## PASSAGE:
** Begin **
There’s still a lot about visibility that I don’t have figured out yet. The conversations between me and potential romantic partners have gotten easier but the everyday conversations… those conversations — with straight and queer audiences alike — which are completely avoidable, yet probably necessary to create a better space for bisexual people? Those conversations are fraught and require far more energy and patience than I often have to give.


Araguaney, A-Camp Staff

I very rarely think about visibility. More specifically, I rarely think about my own. I think it is because I’m consistently outing myself by virtue of my gender, and so with that in/visibility has been normalized as a daily practice, as routine as taking a shower. I’m genderqueer and my pronouns are they/them, so if I want to go through a meeting without feeling like I might suffocate I have to out myself from the get go. In/visibility is just routine. I say my name, I say my pronouns, I say my title, I get going with my meeting, presentation, etc. This is not to say I don’t think about safety on a daily basis, to varying degrees according to the environment, it just doesn’t manifest as a sidekick to visibility.
** End **
## DIRECTION A:
In the passage, which three things does the speaker say aloud at the start of a meeting?
The passage and the rows have no connection to each other.

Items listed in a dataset
** Begin **
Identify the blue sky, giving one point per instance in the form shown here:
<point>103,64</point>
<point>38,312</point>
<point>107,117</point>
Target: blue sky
** End **
## DIRECTION B:
Copy every one of the rows word for word, line by line.

## WRITTEN REPLY A:
Their name, their pronouns, and their title.

## WRITTEN REPLY B:
Identify the blue sky, giving one point per instance in the form shown here:
<point>103,64</point>
<point>38,312</point>
<point>107,117</point>
Target: blue sky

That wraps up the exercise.